I'm designing a project which has become quite big & complex, so can't explain it here. Hwr, I invented a similar abstract problem that if solved I think can be applied to my code. Below is the code, along with comments that describe what I want it to do. I have tried to keep it as simple as possible, the code can be copied and pasted into any main method, here it is:-

// Aim of the program is to get the ints out of the 2 int arrays, and put them in a combined array
// However, I have initialised the combined array's index[0], index[2], index[4] and [6] to array1's ints (using 'cac' variable)

_Given problem 1_: Please reproduce the post about combining two int arrays word for word, from "I'm designing a" to "(using 'cac' variable)".

[Excerpts of location labeling data]
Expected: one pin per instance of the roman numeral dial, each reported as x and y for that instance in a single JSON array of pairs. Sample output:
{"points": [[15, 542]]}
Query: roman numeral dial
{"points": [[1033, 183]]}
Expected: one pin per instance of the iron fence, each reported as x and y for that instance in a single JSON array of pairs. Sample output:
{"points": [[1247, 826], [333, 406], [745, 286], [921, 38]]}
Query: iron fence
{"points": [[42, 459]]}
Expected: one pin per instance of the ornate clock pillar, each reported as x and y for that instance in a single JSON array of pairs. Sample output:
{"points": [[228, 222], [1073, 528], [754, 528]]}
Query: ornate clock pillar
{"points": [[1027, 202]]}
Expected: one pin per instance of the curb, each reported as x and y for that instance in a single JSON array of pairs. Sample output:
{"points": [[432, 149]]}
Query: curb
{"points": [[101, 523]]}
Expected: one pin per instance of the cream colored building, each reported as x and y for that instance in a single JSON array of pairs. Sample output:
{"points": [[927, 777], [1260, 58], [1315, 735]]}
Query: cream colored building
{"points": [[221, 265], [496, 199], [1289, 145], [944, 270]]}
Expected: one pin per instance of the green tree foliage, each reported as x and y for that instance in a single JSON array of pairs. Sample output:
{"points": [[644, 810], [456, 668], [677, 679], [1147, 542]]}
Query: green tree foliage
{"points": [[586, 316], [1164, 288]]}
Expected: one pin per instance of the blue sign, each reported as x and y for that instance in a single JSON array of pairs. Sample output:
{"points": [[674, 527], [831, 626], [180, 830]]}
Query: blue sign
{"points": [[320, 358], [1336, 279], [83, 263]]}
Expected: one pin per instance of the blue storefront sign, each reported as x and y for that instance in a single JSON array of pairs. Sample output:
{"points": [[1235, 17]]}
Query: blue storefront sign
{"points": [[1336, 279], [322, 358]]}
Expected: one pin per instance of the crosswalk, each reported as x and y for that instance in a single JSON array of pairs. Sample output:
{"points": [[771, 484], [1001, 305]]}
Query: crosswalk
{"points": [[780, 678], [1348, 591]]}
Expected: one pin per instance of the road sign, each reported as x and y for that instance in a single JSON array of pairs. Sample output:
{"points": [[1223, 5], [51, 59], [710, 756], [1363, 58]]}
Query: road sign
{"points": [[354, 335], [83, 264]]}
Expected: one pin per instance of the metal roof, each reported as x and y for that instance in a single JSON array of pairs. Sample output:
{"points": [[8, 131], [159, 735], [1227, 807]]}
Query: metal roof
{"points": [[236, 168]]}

_Given problem 2_: Gather every line of the records that contains the string "iron".

_Written solution 1_:
I'm designing a project which has become quite big & complex, so can't explain it here. Hwr, I invented a similar abstract problem that if solved I think can be applied to my code. Below is the code, along with comments that describe what I want it to do. I have tried to keep it as simple as possible, the code can be copied and pasted into any main method, here it is:-

// Aim of the program is to get the ints out of the 2 int arrays, and put them in a combined array
// However, I have initialised the combined array's index[0], index[2], index[4] and [6] to array1's ints (using 'cac' variable)

_Written solution 2_:
Expected: one pin per instance of the iron fence, each reported as x and y for that instance in a single JSON array of pairs. Sample output:
Query: iron fence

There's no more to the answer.